-- Short exercise 1 --
Give the stretch of the header diff starting with "diff -r nagios4/lib/runcmd.h" and going on through "contact definitions, please?" again, swapping "memory leaks" for "resource leaks".

-- Excerpted passage --
** Begin **

Closed dan-m-joh closed 7 years ago
@hedenface do you want to have a look?
I have also done a diff between the nagios-headers that you use for nagios4 and the "real" once for nagios-4.3.1. Here is the result:
diff -r nagios4/macros.h nagios-4.3.1/include/macros.h
41c41
< #define MACRO_X_COUNT 156 /* size of macro_x[] array */
---
> #define MACRO_X_COUNT 157 /* size of macro_x[] array */
219a220
> #define MACRO_HOSTGROUPMEMBERADDRESSES 156
diff -r nagios4/nagios.h nagios-4.3.1/include/nagios.h
533c534
< void clear_service_flap(service *, double, double, double); /* handles a service that has stopped flapping */
---
> void clear_service_flap(service *, double, double, double, int); /* handles a service that has stopped flapping */
535c536
< void clear_host_flap(host *, double, double, double); /* handles a host that has stopped flapping */
---
> void clear_host_flap(host *, double, double, double, int); /* handles a host that has stopped flapping */
diff -r nagios4/nebstructs.h nagios-4.3.1/include/nebstructs.h
521a521
> char *longoutput;
diff -r nagios4/objects.h nagios-4.3.1/include/objects.h
34c34
< #define CURRENT_OBJECT_STRUCTURE_VERSION 402 /* increment when changes are made to data structures... */
---
> #define CURRENT_OBJECT_STRUCTURE_VERSION 403 /* increment when changes are made to data structures... */
diff -r nagios4/lib/libnagios.h nagios-4.3.1/lib/libnagios.h
24a25
> #include "nwrite.h"
diff -r nagios4/lib/runcmd.h nagios-4.3.1/lib/runcmd.h
105a106,113
>
> /**
> * If you're using libnagios to execute a remote command, the
> * static pid_t pids is not freed after runcmd_open
> * You can call this function when you're sure pids is no longer
> * in use, to keep down memory leaks
> */
> extern void runcmd_free_pids(void);
D/\N
I'll take a look today. @dan-m-joh Can I see your contact definitions, please?
Of cause you can... (email redacted)

** End **

(Excerpts of bounding box data)
** Begin **

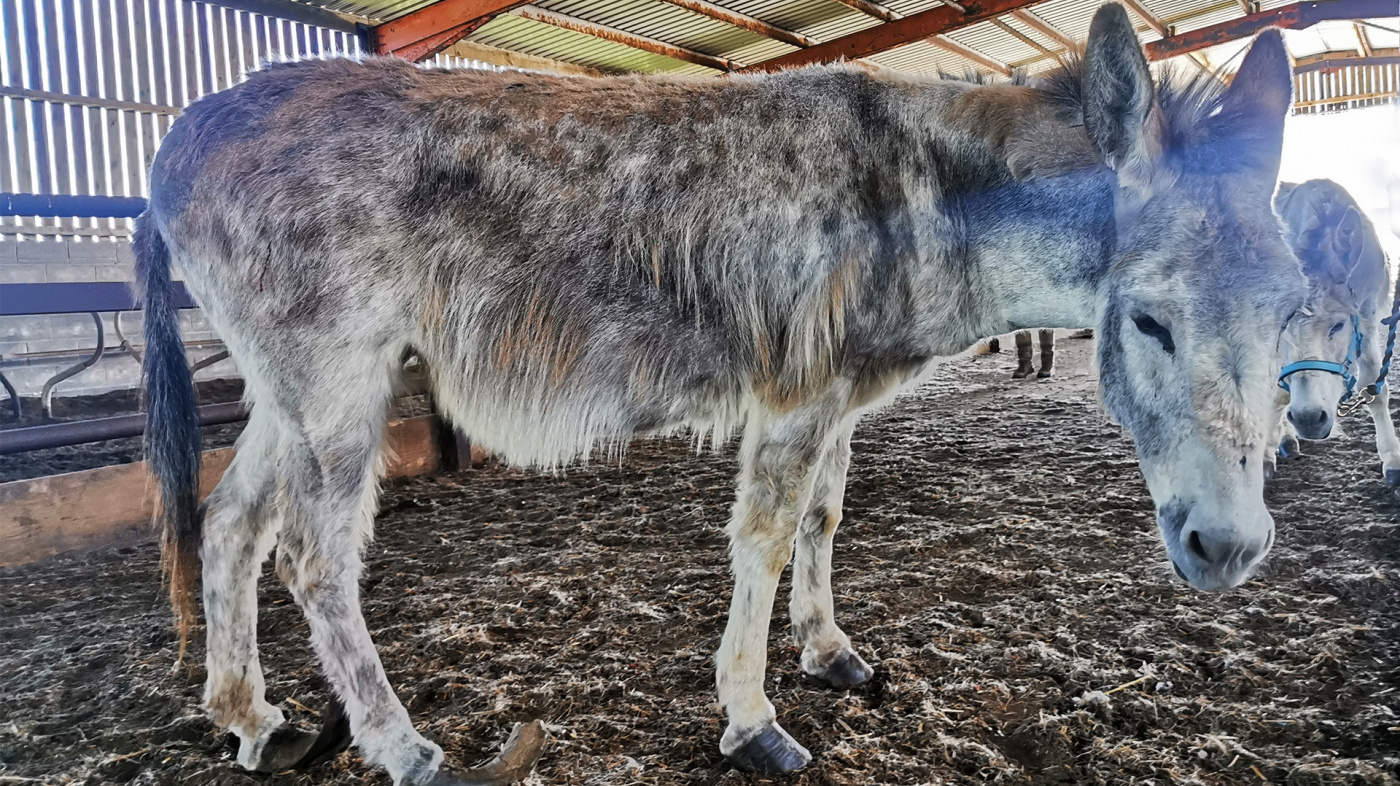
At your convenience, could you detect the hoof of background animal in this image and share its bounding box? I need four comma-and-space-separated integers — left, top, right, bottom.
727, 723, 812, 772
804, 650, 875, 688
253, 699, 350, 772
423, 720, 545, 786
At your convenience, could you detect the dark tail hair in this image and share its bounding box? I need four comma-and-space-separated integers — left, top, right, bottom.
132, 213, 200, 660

** End **

-- Short exercise 2 --
Output each line of the bounding box rows as a numbered list, skipping blank lines. Leave the pictures out.

-- Complete output 1 --
diff -r nagios4/lib/runcmd.h nagios-4.3.1/lib/runcmd.h
105a106,113
>
> /**
> * If you're using libnagios to execute a remote command, the
> * static pid_t pids is not freed after runcmd_open
> * You can call this function when you're sure pids is no longer
> * in use, to keep down resource leaks
> */
> extern void runcmd_free_pids(void);
D/\N
I'll take a look today. @dan-m-joh Can I see your contact definitions, please?

-- Complete output 2 --
1. At your convenience, could you detect the hoof of background animal in this image and share its bounding box? I need four comma-and-space-separated integers — left, top, right, bottom.
2. 727, 723, 812, 772
3. 804, 650, 875, 688
4. 253, 699, 350, 772
5. 423, 720, 545, 786
6. At your convenience, could you detect the dark tail hair in this image and share its bounding box? I need four comma-and-space-separated integers — left, top, right, bottom.
7. 132, 213, 200, 660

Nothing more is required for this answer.